PROFESSEUR ROGER SECRETAN
recteur sortant de charge
Monsieur le conseiller d'Etat,

Mes chers collègues, Messieurs les étudiants

et Mesdemoiselles les étudiantes,

Mesdames et Messieurs,

Prendre congé est, pour le recteur sortant de charge, plus difficile qu'inaugurer ses fonctions. Non pas, comme on pourrait le croire, qu'il regrette les fastes (pourtant bien modestes) auxquels il participa, car le soulagement, la satisfaction de la tâche achevée, le plaisir de pouvoir, bientôt, se vouer à nouveau complètement à son enseignement, l'emportent de beaucoup sur les autres impressions. Mais, au moment où il était intronisé, le recteur, même s'il n'avait pas ambitionné sa charge, l'acceptait avec espoir mêlé de crainte; sa profession de foi était teintée d'optimisme. Lorsque, deux ans s'étant écoulés, le recteur dépose son fardeau, il a commis des erreurs, il a perdu quelques illusions, il a souffert cruellement de la lourdeur de ses fonctions et d'une organisation intérieure périmée. Alors, contemplant le chemin parcouru, il voit surtout ce qu'il n'a pas pu réaliser.

Exercices:
- A) Pourriez-vous mettre à jour le discours d'adieu du recteur, de « Prendre congé est, pour » à « pas pu réaliser. », en remplaçant « fardeau » par « poids » ?
- B) Quelles sont toutes les personnes ou tous les groupes auxquels s'adresse le discours d'adieu du recteur dans ses formules d'ouverture ?

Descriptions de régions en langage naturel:
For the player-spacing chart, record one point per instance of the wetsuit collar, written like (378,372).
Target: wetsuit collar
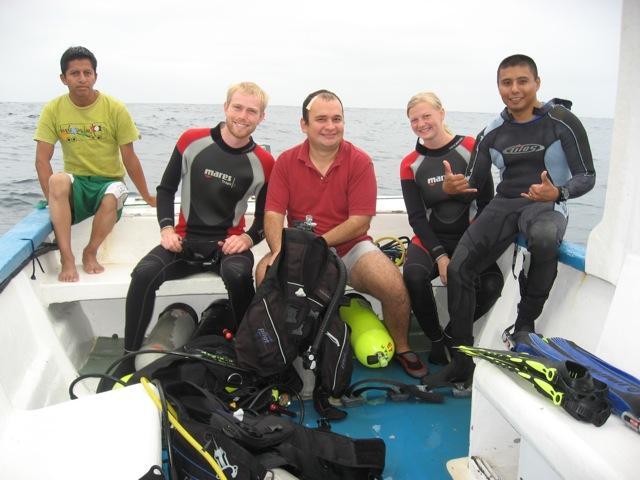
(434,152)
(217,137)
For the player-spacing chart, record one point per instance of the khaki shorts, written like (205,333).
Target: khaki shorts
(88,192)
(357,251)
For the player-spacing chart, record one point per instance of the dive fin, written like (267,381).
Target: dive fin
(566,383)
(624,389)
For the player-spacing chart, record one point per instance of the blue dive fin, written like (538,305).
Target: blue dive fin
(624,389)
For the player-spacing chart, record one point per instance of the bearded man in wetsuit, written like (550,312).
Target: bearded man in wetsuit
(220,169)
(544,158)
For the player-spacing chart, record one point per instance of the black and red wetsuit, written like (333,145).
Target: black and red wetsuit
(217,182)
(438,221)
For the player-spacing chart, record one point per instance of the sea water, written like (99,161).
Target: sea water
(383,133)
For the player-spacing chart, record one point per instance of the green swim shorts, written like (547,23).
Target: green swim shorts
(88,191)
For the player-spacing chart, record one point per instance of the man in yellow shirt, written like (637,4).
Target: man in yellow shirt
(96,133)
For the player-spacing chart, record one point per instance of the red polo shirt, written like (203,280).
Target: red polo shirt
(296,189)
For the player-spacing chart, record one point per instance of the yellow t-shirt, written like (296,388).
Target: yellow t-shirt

Réponses:
- A)
Prendre congé est, pour le recteur sortant de charge, plus difficile qu'inaugurer ses fonctions. Non pas, comme on pourrait le croire, qu'il regrette les fastes (pourtant bien modestes) auxquels il participa, car le soulagement, la satisfaction de la tâche achevée, le plaisir de pouvoir, bientôt, se vouer à nouveau complètement à son enseignement, l'emportent de beaucoup sur les autres impressions. Mais, au moment où il était intronisé, le recteur, même s'il n'avait pas ambitionné sa charge, l'acceptait avec espoir mêlé de crainte; sa profession de foi était teintée d'optimisme. Lorsque, deux ans s'étant écoulés, le recteur dépose son poids, il a commis des erreurs, il a perdu quelques illusions, il a souffert cruellement de la lourdeur de ses fonctions et d'une organisation intérieure périmée. Alors, contemplant le chemin parcouru, il voit surtout ce qu'il n'a pas pu réaliser.

- B)
- Monsieur le conseiller d'Etat
- Mes chers collègues
- Messieurs les étudiants
- Mesdemoiselles les étudiantes
- Mesdames et Messieurs